» Text block:
/---

On 1 M. 1931, he assumed the Presidency of the Republic for the period 1931-1935. He opposed the Constitution of 1918 from the beginning, claiming that it was an unviable system that generated ungovernability. In 1932 the economic and political crisis worsened, so in November of that year he finally separated from the leading figures of Batllismo and began a tour of the interior of the country in favor of constitutional reform, instigating the mobilization of thousands of farmers through the center of Montevideo. On 1 April a "March on Montevideo" was organized, inspired by the March on Rome of Benito Mussolini, and the farmers paraded on Larrañaga Avenue to the "Centro Eúskaro" along with thousands of people, managing to unite the support of the rural sectors and independent revolutionaries.

On the night of 31 March 1933, with the support of the National Police, led by Baldomir Ferrari, the Armed Forces, more than 70% of the Batllismo with the former presidents Claudio Williman, José Serrato, Juan Campisteguy, the Vierismo, the Riverismo and the majority sector of the National Party, led by Luis Alberto de Herrera, carried out a coup d'état by which the National Council of Administration, the Parliament and the Chamber of Senators. The period inaugurated by said coup is known as "Terra's dictatorship", named by the putschists as "Third Republic" or "March Government", who give the Coup d'etat the name of "March Revolution".

He established a progressive and anti-liberal government that was opposed by Batllismo, the Independent Whites (liberals), the Socialist Party of Uruguay and the Communist Party of Uruguay (Left). In 1934 he promulgated a new constitution, which was in full force until 1942. It restricted the immigration of "alcoholics, mentally ill and disabled", decriminalized homosexuality, recognized new rights that the State should guarantee, such as the right to strike, right to housing, right to work, right to health, right to food, protection of children and the family, equality between both sexes, Women's suffrage, an increased state control in the economy, with new sections and articles for the Autonomous Entities and Decentralized Services, the State control on trusted capitals and oligopolies and the prohibition of usury. He was elected Constitutional President again for the period 1934-1938, and held office until 19 June 1938.

== National policies and international relations ==
=== Industry, infrastructure and energy policies ===
During his mandate, an aggressive import substitution industrialization policy was developed: between 1933 and 1938 the industry grew by 160%, more than 14,500 new factories were founded, and important public works were carried out, such as a massive program of road construction and workers' housing through the Ministry of Public Works. In addition, the "National Institute of Affordable Housing" was created.

\---

Extracted records:
/---

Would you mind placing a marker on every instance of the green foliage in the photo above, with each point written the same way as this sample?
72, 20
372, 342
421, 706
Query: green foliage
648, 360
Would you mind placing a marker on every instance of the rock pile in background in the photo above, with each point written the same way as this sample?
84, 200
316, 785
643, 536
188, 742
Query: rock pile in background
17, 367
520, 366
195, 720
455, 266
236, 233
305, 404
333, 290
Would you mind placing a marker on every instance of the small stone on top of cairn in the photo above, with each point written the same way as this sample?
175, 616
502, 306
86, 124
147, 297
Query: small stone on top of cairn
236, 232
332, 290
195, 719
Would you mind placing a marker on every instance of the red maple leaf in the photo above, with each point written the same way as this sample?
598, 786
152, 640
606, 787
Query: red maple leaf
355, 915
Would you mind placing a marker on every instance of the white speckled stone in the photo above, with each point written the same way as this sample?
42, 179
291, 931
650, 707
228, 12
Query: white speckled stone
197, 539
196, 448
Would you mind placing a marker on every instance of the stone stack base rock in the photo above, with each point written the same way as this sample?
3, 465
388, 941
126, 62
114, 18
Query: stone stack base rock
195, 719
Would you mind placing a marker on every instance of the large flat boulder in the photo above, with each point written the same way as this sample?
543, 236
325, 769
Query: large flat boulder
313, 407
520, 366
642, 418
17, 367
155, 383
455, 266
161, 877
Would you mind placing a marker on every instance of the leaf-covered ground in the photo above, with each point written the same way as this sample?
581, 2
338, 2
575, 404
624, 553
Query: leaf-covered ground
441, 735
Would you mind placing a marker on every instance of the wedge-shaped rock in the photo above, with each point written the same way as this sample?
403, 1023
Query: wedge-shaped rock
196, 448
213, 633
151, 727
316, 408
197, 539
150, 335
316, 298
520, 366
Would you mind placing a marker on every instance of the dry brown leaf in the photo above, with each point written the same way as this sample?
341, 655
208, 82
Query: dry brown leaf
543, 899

\---

» Exercise objective:
Please decide whether each statement below agrees with the Uruguayan presidency text, and give yes or no with the deciding words quoted from that text. 1. Industry grew by 160% between 1933 and 1938. 2. The 1934 constitution stayed in full force until 1942. 3. The Socialist Party of Uruguay supported the government.

» Completed exercise:
1. Yes: "between 1933 and 1938 the industry grew by 160%"
2. Yes: "which was in full force until 1942"
3. No: "opposed by Batllismo, the Independent Whites (liberals), the Socialist Party of Uruguay"